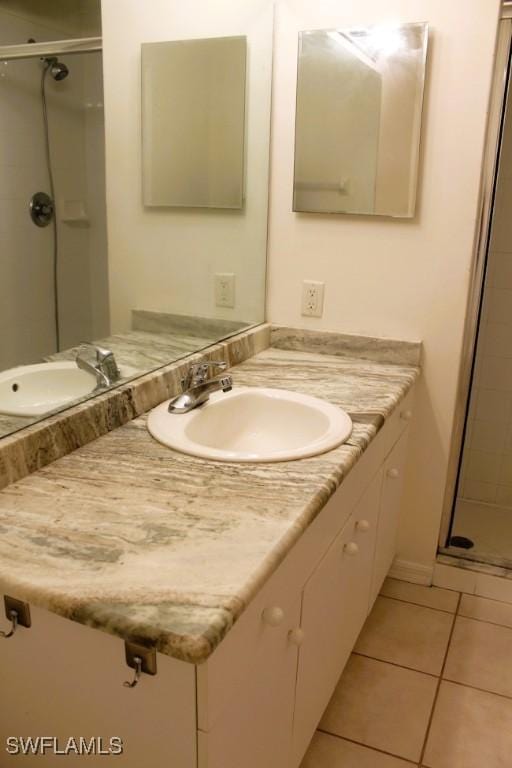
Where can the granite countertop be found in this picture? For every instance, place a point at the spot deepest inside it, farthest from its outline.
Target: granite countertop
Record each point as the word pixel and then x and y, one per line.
pixel 130 537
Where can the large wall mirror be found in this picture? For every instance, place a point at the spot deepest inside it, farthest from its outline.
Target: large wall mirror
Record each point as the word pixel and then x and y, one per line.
pixel 193 122
pixel 358 120
pixel 101 241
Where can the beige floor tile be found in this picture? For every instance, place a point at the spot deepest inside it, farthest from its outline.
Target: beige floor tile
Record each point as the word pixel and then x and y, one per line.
pixel 382 706
pixel 486 610
pixel 328 751
pixel 406 634
pixel 480 655
pixel 470 729
pixel 430 597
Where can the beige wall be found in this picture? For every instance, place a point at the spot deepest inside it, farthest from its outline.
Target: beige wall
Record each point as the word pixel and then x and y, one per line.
pixel 26 251
pixel 403 279
pixel 163 259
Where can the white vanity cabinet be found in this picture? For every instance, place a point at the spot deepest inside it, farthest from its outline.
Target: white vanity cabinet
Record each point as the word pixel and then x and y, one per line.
pixel 256 701
pixel 263 691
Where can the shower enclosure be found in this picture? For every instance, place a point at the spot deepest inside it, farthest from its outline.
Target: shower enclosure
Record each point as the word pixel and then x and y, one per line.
pixel 479 527
pixel 53 245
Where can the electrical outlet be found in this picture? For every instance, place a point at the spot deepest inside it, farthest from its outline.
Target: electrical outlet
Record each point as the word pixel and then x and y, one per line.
pixel 312 298
pixel 225 289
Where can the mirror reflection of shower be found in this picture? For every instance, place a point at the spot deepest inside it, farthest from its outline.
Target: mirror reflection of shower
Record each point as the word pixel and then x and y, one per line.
pixel 59 71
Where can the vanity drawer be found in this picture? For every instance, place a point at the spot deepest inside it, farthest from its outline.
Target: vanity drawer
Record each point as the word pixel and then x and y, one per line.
pixel 255 640
pixel 255 728
pixel 221 677
pixel 334 608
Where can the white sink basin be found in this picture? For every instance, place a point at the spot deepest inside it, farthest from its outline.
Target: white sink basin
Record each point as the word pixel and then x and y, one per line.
pixel 252 424
pixel 33 390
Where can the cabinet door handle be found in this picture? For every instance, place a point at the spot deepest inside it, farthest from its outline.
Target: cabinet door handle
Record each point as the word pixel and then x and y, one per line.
pixel 273 616
pixel 296 636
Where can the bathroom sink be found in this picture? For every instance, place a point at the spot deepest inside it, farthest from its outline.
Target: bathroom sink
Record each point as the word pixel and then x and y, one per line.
pixel 33 390
pixel 253 424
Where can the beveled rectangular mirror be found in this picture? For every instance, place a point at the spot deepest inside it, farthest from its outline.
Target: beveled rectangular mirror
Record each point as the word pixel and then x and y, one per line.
pixel 193 106
pixel 358 119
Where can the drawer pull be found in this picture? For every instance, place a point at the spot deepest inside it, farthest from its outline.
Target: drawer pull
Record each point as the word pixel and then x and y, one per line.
pixel 296 636
pixel 273 616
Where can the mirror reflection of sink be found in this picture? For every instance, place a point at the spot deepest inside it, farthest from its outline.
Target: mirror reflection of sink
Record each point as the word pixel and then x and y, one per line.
pixel 33 390
pixel 253 424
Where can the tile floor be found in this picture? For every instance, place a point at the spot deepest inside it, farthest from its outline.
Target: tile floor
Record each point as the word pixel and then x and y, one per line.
pixel 429 684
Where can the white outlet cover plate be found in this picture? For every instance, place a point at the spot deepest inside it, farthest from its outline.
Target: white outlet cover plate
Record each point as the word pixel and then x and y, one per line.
pixel 312 304
pixel 225 289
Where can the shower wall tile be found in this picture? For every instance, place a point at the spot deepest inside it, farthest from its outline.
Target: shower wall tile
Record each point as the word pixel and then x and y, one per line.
pixel 488 436
pixel 486 472
pixel 483 467
pixel 26 258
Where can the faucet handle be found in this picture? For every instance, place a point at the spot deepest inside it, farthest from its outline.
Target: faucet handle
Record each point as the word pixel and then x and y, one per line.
pixel 198 373
pixel 102 353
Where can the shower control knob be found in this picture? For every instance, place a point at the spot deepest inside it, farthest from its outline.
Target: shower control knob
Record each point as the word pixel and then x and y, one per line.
pixel 41 209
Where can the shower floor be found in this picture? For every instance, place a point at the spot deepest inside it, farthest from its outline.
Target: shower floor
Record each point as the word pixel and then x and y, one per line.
pixel 489 527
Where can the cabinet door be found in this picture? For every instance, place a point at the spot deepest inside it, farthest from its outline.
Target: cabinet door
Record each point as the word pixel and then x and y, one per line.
pixel 389 514
pixel 334 607
pixel 255 730
pixel 62 679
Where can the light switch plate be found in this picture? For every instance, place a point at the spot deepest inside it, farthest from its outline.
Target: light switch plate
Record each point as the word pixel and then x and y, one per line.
pixel 225 289
pixel 312 298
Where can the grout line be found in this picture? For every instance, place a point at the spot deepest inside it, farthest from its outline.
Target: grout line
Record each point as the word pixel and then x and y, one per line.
pixel 367 746
pixel 436 695
pixel 419 605
pixel 485 621
pixel 395 664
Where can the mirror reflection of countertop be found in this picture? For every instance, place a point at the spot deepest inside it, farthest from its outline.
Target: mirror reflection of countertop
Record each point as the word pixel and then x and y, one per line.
pixel 130 537
pixel 137 351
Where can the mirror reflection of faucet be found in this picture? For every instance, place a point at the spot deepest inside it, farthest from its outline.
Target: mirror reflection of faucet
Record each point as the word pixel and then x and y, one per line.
pixel 104 367
pixel 197 387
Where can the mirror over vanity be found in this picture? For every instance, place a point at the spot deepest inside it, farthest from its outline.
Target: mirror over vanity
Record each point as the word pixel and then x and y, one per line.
pixel 358 119
pixel 151 241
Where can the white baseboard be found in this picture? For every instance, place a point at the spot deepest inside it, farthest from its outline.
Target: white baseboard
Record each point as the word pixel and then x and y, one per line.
pixel 412 572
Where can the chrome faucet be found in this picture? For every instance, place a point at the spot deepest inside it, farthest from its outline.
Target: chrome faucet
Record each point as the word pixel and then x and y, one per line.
pixel 104 368
pixel 197 387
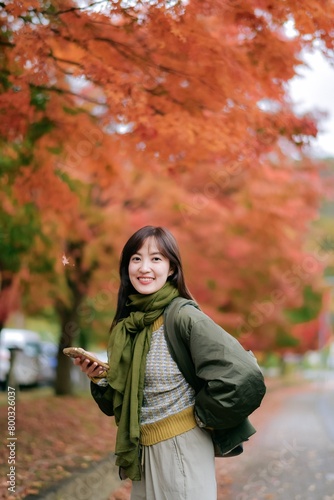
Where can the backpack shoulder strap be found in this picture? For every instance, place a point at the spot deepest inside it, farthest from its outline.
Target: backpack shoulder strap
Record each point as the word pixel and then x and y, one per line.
pixel 177 344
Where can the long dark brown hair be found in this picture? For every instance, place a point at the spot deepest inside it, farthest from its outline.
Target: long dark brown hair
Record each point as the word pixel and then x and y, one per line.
pixel 168 247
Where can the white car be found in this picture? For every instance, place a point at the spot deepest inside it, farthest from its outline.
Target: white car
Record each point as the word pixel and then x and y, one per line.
····················
| Problem requirements |
Please reproduce every line of the records above word for word, leaving out the pictures.

| Problem solution |
Where can the granite countertop be found in this picture? For every instance, place a point at the spot deepest inside it, farthest from its outline.
Target: granite countertop
Record each point as the word pixel and then x and y, one per line.
pixel 130 537
Where can the large wall mirror be found in this picture? For every instance, place a point at the spot deepest inside it, farthest from its outline.
Target: large wall mirror
Record each point as the word pixel and then x and y, one per line.
pixel 193 122
pixel 358 120
pixel 101 241
Where can the beige floor tile be found in this picture? For every instance, place a point at the spot deepest inside it, farthest from its outline.
Target: beige floor tile
Record each point as the word pixel and then x and y, one per line.
pixel 382 706
pixel 486 610
pixel 328 751
pixel 406 634
pixel 480 655
pixel 470 729
pixel 430 597
Where can the beige wall be found in this picture? For every instance, place a point at the spot deepest inside it, farthest from its outline.
Target: beige wall
Record each point as the word pixel and then x and y, one per line.
pixel 26 251
pixel 403 279
pixel 163 259
Where can the white vanity cabinet be found in this picture? For every instance, place a point at the spot deepest inside it, farthest from its outline.
Target: white vanity cabinet
Record each point as the word pixel and then x and y, one per line.
pixel 256 701
pixel 263 691
Where can the shower enclosure be found in this picture? For every instance, place a point at the spot deepest inside it, farthest from its outline.
Target: shower enclosure
Record each point as the word pixel and then x and y, one per line.
pixel 479 527
pixel 53 245
Where can the electrical outlet be found in this picture? For every instance, place a point at the spot deepest inside it, farthest from its outline.
Target: electrical outlet
Record each point as the word pixel and then x and y, one per line.
pixel 312 298
pixel 225 289
Where can the mirror reflection of shower be found in this picture? For every instance, place a point at the spot deepest inside it, farthest from its outline.
Target: mirror reflection of shower
Record each point as the word pixel and then x and y, one per line.
pixel 59 71
Where can the vanity drawer be found in this picture? For every instance, place a point at the spot deepest inside it, farthest from its outline.
Target: vanity drawer
Record each point as the word pixel and then x and y, one per line.
pixel 255 640
pixel 255 728
pixel 221 677
pixel 334 608
Where can the white sink basin be found in this picture? For every instance, place a point at the spot deepest inside it, farthest from its outline.
Target: white sink basin
Record each point as the word pixel and then x and y, one per line.
pixel 252 424
pixel 33 390
Where can the cabinet door handle be found in this picture? For every instance, place a point at the spot deepest inside it, farthest from its outline.
Target: cabinet door handle
Record each point as the word pixel and then x and y, one per line.
pixel 273 616
pixel 296 636
Where can the bathroom sink be found in this picture? For every instance, place a point at the spot deepest inside it, farthest from its outline.
Target: bathroom sink
Record each point as the word pixel and then x and y, one per line.
pixel 33 390
pixel 253 424
Where can the beveled rectangular mirror be found in this picture? For every instance, place a point at the spot deepest inside it, farthest from its outline.
Target: beveled rectangular mirror
Record each point as the word pixel and then x and y, one per line.
pixel 193 106
pixel 358 119
Where can the drawer pull be found in this picture? For every instance, place a point at the spot deepest inside it, farthest from its outline.
Target: drawer pull
Record each point as the word pixel and then x and y, one per line.
pixel 296 636
pixel 273 616
Where can the mirror reflection of sink be found in this picture? For every instance, place a point at the spot deepest inside it, farthest from its outline.
Target: mirror reflection of sink
Record each point as the word pixel and then x and y, one per line.
pixel 33 390
pixel 253 424
Where can the tile floor be found in this picture? For every instance, place a point at the spot deepest inside it, farthest from its outline.
Target: tile floor
Record each point as the word pixel and then x and y, one per line.
pixel 429 684
Where can the white outlet cover plate be found in this picture? For every instance, place a point at the spot deepest inside it, farthest from its outline.
Target: white outlet cover plate
Record each point as the word pixel and then x and y, one per line.
pixel 312 304
pixel 225 289
Where can the shower wall tile be found in this picture? For every instance, place a point at the spot deepest inside it, farthest from its outline.
Target: shower wall tile
Record each point as the word pixel and then x and y, one per line.
pixel 488 436
pixel 486 472
pixel 483 467
pixel 26 258
Where can the faucet handle be found in this picture? For every instance, place a point at the spot deepest inside it, farthest from its outline.
Target: faucet handle
Record each point as the word pixel and then x and y, one per line.
pixel 198 373
pixel 102 353
Where can the shower control knob be found in this picture? For every instance, place a point at the spot deepest inside it, farthest from its outline.
Target: shower control knob
Record each point as the word pixel and then x and y, one per line.
pixel 41 209
Where can the shower floor be found in this picture? For every instance, place a point at the spot deepest inside it, farthest from its outline.
Target: shower floor
Record each point as the word pixel and then x and y, one per line.
pixel 489 527
Where can the cabinet door be found in this picture? For every instance, place a point at the spot deepest inside it, farthest from its outline.
Target: cabinet door
Record each point as the word pixel and then x and y, one per line.
pixel 389 514
pixel 334 607
pixel 255 730
pixel 62 679
Where can the light switch plate be found in this picture? For every instance, place a point at the spot deepest inside it, farthest from its outline.
Target: light switch plate
Record each point as the word pixel and then x and y, one per line.
pixel 225 289
pixel 312 298
Where can the grout line be found in this picture? For every instance, place a point at the spot deepest inside it, farthest from its outline.
Target: grout line
Record each point as the word pixel and then x and y, one per line.
pixel 367 746
pixel 436 695
pixel 419 605
pixel 485 621
pixel 395 664
Where can the mirror reflection of countertop be found in this picture? For every instance, place a point at the spot deepest inside it, farthest from its outline.
Target: mirror reflection of countertop
Record each point as the word pixel and then x and y, one per line.
pixel 130 537
pixel 137 351
Where can the mirror reflection of faucet be found in this picture? For every instance, place a point at the spot deepest inside it, farthest from its outline.
Target: mirror reflection of faucet
Record each point as the word pixel and then x and y, one per line.
pixel 104 367
pixel 197 387
Where can the mirror over vanity be found in this picture? For every instance, place a point at the spot deepest inside it, farthest from its outline.
Target: mirror over vanity
Record each point as the word pixel and then x and y, one per line.
pixel 358 119
pixel 151 241
Where can the white baseboard be found in this picture? For every instance, place a point at the spot deepest inside it, farthest from its outline.
Target: white baseboard
Record each point as the word pixel and then x and y, one per line.
pixel 412 572
Where can the chrome faucet be found in this picture? For every instance, place a point at the spot deepest inside it, farthest from its outline.
Target: chrome faucet
Record each point as the word pixel and then x and y, one per line.
pixel 104 368
pixel 197 387
Where can the backpack shoulder strap be found in this picture? For every instance, place a point at the spot deepest inside it, farthest from its outline.
Target: backpack shoulder strap
Record each point as the word pixel and then x and y, one per line.
pixel 177 344
Where can the long dark brown hair be found in this picture? For every instance, place a point at the spot deepest inside it, farthest from its outline.
Target: long dark brown hair
Record each point as the word pixel and then x and y, one per line.
pixel 168 247
Where can the white car be found in this picture? For every instance, place a point at the spot deepest inside it, farthest from its outline.
Target: white car
Record each point as the word pixel and then x and y, one per line.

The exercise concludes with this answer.